### What is required
Write what comes next in the review thread on the Prometheus steady-state probes pull request, picking up after its last line.

Prometheus (range_)query steady-state tolerance verification probes#10
Conversation
Signed-off-by: sneJ- <jens.rowekamp@mariadb.com>
Signed-off-by: sneJ- <jens.rowekamp@mariadb.com>
Signed-off-by: sneJ- <jens.rowekamp@mariadb.com>
Signed-off-by: sneJ- <jens.rowekamp@mariadb.com>
Signed-off-by: sneJ- <jens.rowekamp@mariadb.com>
Signed-off-by: sneJ- <jens.rowekamp@mariadb.com>
Signed-off-by: sneJ- <jens.rowekamp@mariadb.com>
Signed-off-by: sneJ- <jens.rowekamp@mariadb.com>
Signed-off-by: sneJ- <jens.rowekamp@mariadb.com>
Signed-off-by: sneJ- <jens.rowekamp@mariadb.com>
Signed-off-by: sneJ- <jens.rowekamp@mariadb.com>
Signed-off-by: sneJ- <jens.rowekamp@mariadb.com>
…ed correctly by chaostoolkit-lib Signed-off-by: sneJ- <jens.rowekamp@mariadb.com>
Signed-off-by: sneJ- <jens.rowekamp@mariadb.com>
Lawouach
left a comment
There was a problem hiding this comment.
Hi @sneJ-
I wanted to apologise for forgetting about this PR!
I do like what it tries to add but there are a few things I would like to simply discuss with you before we can decide to merge. If that's okay?
Namely, as I understand it you were using the environment (or globals()) to store state, is that right? Is that necessary you think? It's not very clean IMO but I'm sure I'm missing something.
Would be able to comment by any chance?
| from logzero import logger | ||
|
|
||
| __version__ = '0.3.0' | ||
| __version__ = '0.3.1' |
There was a problem hiding this comment.
For futrure reference, we usually do not change the version in the PR
| If no threshold is given it throws an exception. | ||
| """ | ||
| if threshold is None: | ||
| raise Exception("No threshold given") |
There was a problem hiding this comment.
That should be ActivityFailed instead Exception
| if threshold is None: | ||
| raise Exception("No threshold given") | ||
| logger.info("threshold: %d" % (threshold,)) | ||
| print(value) |
There was a problem hiding this comment.
trailing print should be removed
| rtn = False | ||
|
|
||
| if rtn: | ||
| logger.info("Probe: ok, all values are below the given threshold") |
There was a problem hiding this comment.
We don't usually log at INFO level unless it helps reading the experiment's flow.
| values. | ||
| """ | ||
| if threshold_variable: | ||
| if os.getenv("%s-%s" % (threshold_variable_prefix, |
There was a problem hiding this comment.
Why look in the env rather than in the configuration?
There was a problem hiding this comment.
Hi, that's a good point. I've to check how to change it though.
|
|
||
| def set_result_as_threshold_variable(threshold_variable: str, | ||
| resize: int = 100, | ||
| value: dict) -> bool: |
There was a problem hiding this comment.

### Dataset records
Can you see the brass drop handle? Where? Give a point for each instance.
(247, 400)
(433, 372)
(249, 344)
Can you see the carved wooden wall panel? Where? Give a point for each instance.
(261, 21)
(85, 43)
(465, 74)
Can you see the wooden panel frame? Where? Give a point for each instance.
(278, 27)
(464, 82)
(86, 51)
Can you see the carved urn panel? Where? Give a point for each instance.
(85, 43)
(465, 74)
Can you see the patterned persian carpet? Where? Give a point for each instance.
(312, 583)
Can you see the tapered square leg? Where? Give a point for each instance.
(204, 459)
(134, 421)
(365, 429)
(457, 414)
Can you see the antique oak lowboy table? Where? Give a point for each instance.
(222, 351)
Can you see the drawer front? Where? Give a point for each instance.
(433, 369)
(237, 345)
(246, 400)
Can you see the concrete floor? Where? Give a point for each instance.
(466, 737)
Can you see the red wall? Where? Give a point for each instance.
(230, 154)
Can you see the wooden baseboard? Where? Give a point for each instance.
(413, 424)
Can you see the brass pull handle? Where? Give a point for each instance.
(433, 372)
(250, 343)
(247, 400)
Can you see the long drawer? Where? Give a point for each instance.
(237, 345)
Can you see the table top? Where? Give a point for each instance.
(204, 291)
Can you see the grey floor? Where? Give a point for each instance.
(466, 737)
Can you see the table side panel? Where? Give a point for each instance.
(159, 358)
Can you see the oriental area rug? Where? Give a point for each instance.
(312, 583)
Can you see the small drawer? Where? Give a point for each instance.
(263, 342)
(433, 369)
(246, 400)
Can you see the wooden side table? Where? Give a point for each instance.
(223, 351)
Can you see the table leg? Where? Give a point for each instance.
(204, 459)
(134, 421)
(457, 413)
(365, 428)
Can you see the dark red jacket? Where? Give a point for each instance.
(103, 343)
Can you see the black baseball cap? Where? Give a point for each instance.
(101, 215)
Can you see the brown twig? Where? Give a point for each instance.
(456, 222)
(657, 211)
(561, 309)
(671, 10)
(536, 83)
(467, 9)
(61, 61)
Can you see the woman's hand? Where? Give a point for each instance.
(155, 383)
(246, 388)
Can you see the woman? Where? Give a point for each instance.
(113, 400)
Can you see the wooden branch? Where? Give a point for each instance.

### Answer to the exercise
We prefer the typing module:
from typing import Dict
| resize: int = 100, | ||
| value: dict) -> bool: | ||
| """ | ||
| Saves the passed Prometheus query value in an environment |
There was a problem hiding this comment.
This is a bit odd to store a state in the environment.
| if ("%s-%s" % (threshold_variable_prefix, threshold_variable)) | ||
| in globals: | ||
| if ("%s-%s" % (threshold_variable_prefix, threshold_variable))\ | ||
| in globals(): |
There was a problem hiding this comment.
That's not very clean to use globals() that way.
| if threshold is None: | ||
| raise Exception("No threshold given") | ||
| logger.error("Probe: No threshold given") | ||
| raise ActivityFailed() |
There was a problem hiding this comment.
Good! Though a message in the exception could be useful :)
|
Hi @Lawouach your comments are valid. Thanks. Regarding storing the threshold in a global variable vs. storing it in the (experiment's?) configuration: In my use-case I have experiments where I need to detect the utilization of a distributed system (e.g. queries per second), store that utilization in a temporary reference value, then outage one part of the distributed system, wait a certain amount until it recovers, and then evaluate again if the utilization of the recovered distributed system is similar to the temporary reference. As we have different hardware sizes that impact the utilization it is easier to have only one experiment that can be used for every hardware size instead of having multiple experiments that only differ in the fixed threshold. I agree using global variables as storage isn't optimal. If there is a way to set these values in the configuration from the action code I'm happy to change it. |
|
Hi @sneJ-, your use-case makes total sense and is sensible. I think, I would indeed approach it rather differently. You might be familiar with the concept of controls in the toolkit. You could create one that would store the output of a probe/action and inject it in the arguments of an next action. https://docs.chaostoolkit.org/reference/extending/create-control-extension/ The idea of a control is that they provide a mechanism by which you can expand on the toolkit's behavior without changing the core or its specification. Here are some examples:
While these two don't show you can modify the experiment itself, that's allowed and supported. |
|
Hi, thanks. These are very good references. I'll have a look and fix my code and experiments accordingly once I'm not that busy anymore. |
|
I would be happy to help when you do get the time. Ping me on slack or here :) |
|
[THIS IS NOT A CONTRIBUTION] Hi, Is this going to get merged ??? |
|
Hard to tell. I agree with the usefulness of the feature. I had forgotten about them and actually redone them :/ @sneJ- could you let us know if you could squash this PR by any chance? I could review it :) |
Added steady-state tolerance probes [1] to verify Prometheus (range_)query results against int or float thresholds.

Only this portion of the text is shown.